| Task details |
Copy every line of the material below between the lines holding "finding the yellow" and "[3,59,118,88]", inclusive, and add 43 to each coordinate in the answers.

| Extracted records |
—————

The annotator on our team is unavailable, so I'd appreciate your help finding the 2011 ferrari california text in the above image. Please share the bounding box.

—————

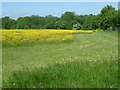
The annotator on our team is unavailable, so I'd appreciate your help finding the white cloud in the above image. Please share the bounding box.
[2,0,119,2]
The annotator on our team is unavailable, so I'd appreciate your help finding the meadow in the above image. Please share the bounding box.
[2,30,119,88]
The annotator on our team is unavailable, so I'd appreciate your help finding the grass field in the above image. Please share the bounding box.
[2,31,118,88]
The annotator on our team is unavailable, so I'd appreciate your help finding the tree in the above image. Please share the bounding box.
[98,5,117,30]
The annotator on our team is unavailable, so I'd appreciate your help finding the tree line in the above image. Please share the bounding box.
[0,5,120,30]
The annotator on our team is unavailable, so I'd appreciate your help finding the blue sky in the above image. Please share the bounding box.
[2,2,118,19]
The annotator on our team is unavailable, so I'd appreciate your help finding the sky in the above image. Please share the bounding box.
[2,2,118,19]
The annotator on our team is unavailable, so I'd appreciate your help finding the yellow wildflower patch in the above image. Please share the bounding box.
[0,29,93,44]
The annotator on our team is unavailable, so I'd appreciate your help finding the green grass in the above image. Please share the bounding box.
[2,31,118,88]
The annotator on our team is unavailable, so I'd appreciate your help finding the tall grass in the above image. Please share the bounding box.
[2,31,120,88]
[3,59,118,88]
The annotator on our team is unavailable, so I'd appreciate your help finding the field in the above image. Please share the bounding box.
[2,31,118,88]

—————

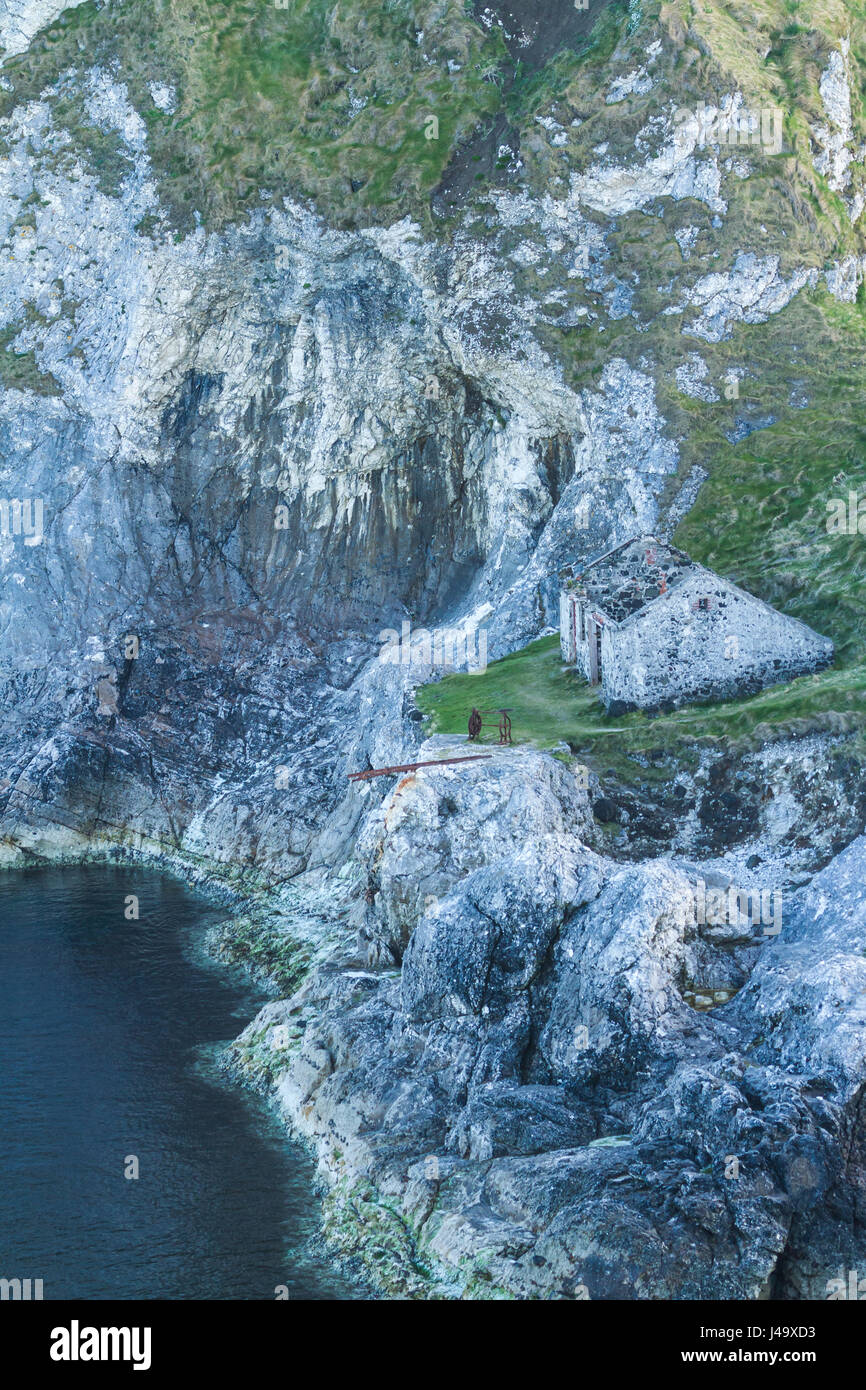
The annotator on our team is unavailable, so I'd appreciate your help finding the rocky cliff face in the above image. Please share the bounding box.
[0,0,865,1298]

—————

| Worked solution |
The annotator on our team is unavailable, so I'd appreciate your help finding the yellow wildflower patch in the above image. Please share the bounding box.
[43,72,136,87]
The annotator on our team is unavailable, so I'd appreciate your help finding the green grass in the above image. Please share the bounding box.
[45,74,161,131]
The annotator on our team is unavailable, so I'd appreciate your help finding the tall grass in the above image. Please share the bounding box.
[45,74,163,131]
[46,102,161,131]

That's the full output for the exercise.